**Goals:**
[A] Reproduce the part of the article on the album Doing His Thing from "Doing His Thing is" up to and including "on the chart.".
[B] Render the listing from the line with "Map the person with" through the end of the listing as a JSON list of strings, one string per line and no blank lines.

Studio album by Ray Charles
- Released: May 1969
- Recorded: RPM, Los Angeles, California
- Genre: Soul
- Length: 32:33
- Label: ABC/Tangerine
- Producer: Joe Adams

Ray Charles chronology
| I'm All Yours Baby (1969) | Doing His Thing (1969) | My Kind of Jazz (1970) |

= Doing His Thing =

Doing His Thing is a 1969 studio album by Ray Charles, released by Tangerine Records. The cover artwork was by Lafayette Chew.
== Chart performance ==

The album debuted on Billboard magazine's Top LP's chart in the issue dated July 26, 1969, peaking at No. 172 during a three-week run on the chart.
== Critical reception ==

In his January 1970 "Consumer Guide" column, The Village Voice critic Robert Christgau wrote of Charles and the LP: "It's so easy to forget what a genius he still is. No balladeering here, no Beatle-mongering, nothing but hard-bopping Ray Charles soul. Yeah." In The Rolling Stone Album Guide (1992), J. D. Considine said it marked a return to Charles' funkier style of music with "an album that's long on groove but short on songs (although the interplay between Charles and Jimmy Lewis on 'If It Wasn't for Bad Luck' is delightful)".

Rex Reed's review of the album for Stereo Review in December 1969 stated, "Ray Charles is one singer who can be counted on to do his own thing, and if you dig his doing it over and over again, you'll love this record. Mr. Charles has collaborated in writing several of the songs here, and Jimmy Lewis has a credit on every one of them. The result is a sameness of emotional content, musical style, and tempo. Over it all hangs Charles' hearty wail, like a baitrabbit leading a pack of greyhounds. Round and round the track he leads them. If you're an avid Charles fan, you'll still be in the stands for the final band. I left this event early and went to one of my favorite restaurants, where they still have 'Ruby' on the jukebox." Reviewing the cassette, 8-track and reel-to-reel versions two months later, Don Heckman, in the same publication, wrote:
Like most blues performers, Ray Charles is at his best when he works with material that is close to fundamentals. Composer Jimmy Lewis has provided just that—a panorama of contemporary blues—and Charles responds brilliantly. No country-&-western, no pop standards, no rock tunes—just one of the consummate blues performers of the day working with new material and sympathetic backing. A must for Ray Charles freaks; a joy for anyone else.

[Extracted records]
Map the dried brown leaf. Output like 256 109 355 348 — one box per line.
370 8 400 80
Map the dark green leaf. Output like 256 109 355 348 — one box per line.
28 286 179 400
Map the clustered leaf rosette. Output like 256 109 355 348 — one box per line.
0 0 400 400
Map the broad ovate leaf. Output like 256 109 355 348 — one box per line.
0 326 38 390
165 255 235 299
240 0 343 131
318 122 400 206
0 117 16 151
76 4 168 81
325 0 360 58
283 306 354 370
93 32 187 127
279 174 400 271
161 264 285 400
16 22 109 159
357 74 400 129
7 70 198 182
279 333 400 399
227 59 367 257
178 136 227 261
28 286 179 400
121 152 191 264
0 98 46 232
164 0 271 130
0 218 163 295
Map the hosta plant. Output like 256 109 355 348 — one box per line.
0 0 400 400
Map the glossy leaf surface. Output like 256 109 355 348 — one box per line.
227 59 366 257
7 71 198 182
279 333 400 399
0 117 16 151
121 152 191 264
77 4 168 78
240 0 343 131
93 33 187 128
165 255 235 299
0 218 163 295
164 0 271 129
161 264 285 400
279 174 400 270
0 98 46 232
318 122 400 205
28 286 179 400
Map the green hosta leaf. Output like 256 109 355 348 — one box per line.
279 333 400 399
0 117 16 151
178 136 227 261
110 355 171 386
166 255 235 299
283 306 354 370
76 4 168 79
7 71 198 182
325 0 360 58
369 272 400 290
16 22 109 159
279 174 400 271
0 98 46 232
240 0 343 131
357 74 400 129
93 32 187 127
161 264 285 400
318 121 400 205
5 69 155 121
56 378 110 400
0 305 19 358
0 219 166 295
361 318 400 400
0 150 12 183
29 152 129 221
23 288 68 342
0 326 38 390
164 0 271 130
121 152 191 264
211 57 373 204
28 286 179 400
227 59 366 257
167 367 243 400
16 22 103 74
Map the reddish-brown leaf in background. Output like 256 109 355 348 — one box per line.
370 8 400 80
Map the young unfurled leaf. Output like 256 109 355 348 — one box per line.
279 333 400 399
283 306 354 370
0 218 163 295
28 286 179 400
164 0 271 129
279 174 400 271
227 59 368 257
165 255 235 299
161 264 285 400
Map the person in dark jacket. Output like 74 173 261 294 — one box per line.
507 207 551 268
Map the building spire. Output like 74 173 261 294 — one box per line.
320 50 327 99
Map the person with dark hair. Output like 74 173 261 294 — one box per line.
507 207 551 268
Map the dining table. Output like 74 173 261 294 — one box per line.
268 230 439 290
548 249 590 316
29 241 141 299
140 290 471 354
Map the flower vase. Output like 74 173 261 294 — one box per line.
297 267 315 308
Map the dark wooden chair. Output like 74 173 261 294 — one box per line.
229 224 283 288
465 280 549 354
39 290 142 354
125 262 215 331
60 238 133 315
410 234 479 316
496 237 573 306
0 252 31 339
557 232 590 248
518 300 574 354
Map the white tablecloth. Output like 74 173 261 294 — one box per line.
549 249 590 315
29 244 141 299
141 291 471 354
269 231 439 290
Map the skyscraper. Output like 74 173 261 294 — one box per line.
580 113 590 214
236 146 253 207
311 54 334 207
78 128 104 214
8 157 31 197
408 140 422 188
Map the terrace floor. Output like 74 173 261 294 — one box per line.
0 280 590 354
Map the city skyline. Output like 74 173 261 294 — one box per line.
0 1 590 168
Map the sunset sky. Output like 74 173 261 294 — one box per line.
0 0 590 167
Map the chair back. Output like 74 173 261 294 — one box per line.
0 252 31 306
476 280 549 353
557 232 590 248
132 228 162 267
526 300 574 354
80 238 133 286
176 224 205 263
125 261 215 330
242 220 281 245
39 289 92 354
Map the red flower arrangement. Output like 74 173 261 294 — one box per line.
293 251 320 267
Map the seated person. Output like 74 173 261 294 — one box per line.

**Solutions to each task:**
[A]
Doing His Thing is a 1969 studio album by Ray Charles, released by Tangerine Records. The cover artwork was by Lafayette Chew.
== Chart performance ==

The album debuted on Billboard magazine's Top LP's chart in the issue dated July 26, 1969, peaking at No. 172 during a three-week run on the chart.

[B]
[
  "Map the person with dark hair. Output like 74 173 261 294 — one box per line.",
  "507 207 551 268",
  "Map the dining table. Output like 74 173 261 294 — one box per line.",
  "268 230 439 290",
  "548 249 590 316",
  "29 241 141 299",
  "140 290 471 354",
  "Map the flower vase. Output like 74 173 261 294 — one box per line.",
  "297 267 315 308",
  "Map the dark wooden chair. Output like 74 173 261 294 — one box per line.",
  "229 224 283 288",
  "465 280 549 354",
  "39 290 142 354",
  "125 262 215 331",
  "60 238 133 315",
  "410 234 479 316",
  "496 237 573 306",
  "0 252 31 339",
  "557 232 590 248",
  "518 300 574 354",
  "Map the white tablecloth. Output like 74 173 261 294 — one box per line.",
  "549 249 590 315",
  "29 244 141 299",
  "141 291 471 354",
  "269 231 439 290",
  "Map the skyscraper. Output like 74 173 261 294 — one box per line.",
  "580 113 590 214",
  "236 146 253 207",
  "311 54 334 207",
  "78 128 104 214",
  "8 157 31 197",
  "408 140 422 188",
  "Map the terrace floor. Output like 74 173 261 294 — one box per line.",
  "0 280 590 354",
  "Map the city skyline. Output like 74 173 261 294 — one box per line.",
  "0 1 590 168",
  "Map the sunset sky. Output like 74 173 261 294 — one box per line.",
  "0 0 590 167",
  "Map the chair back. Output like 74 173 261 294 — one box per line.",
  "0 252 31 306",
  "476 280 549 353",
  "557 232 590 248",
  "132 228 162 267",
  "526 300 574 354",
  "80 238 133 286",
  "176 224 205 263",
  "125 261 215 330",
  "242 220 281 245",
  "39 289 92 354",
  "Map the red flower arrangement. Output like 74 173 261 294 — one box per line.",
  "293 251 320 267",
  "Map the seated person. Output like 74 173 261 294 — one box per line."
]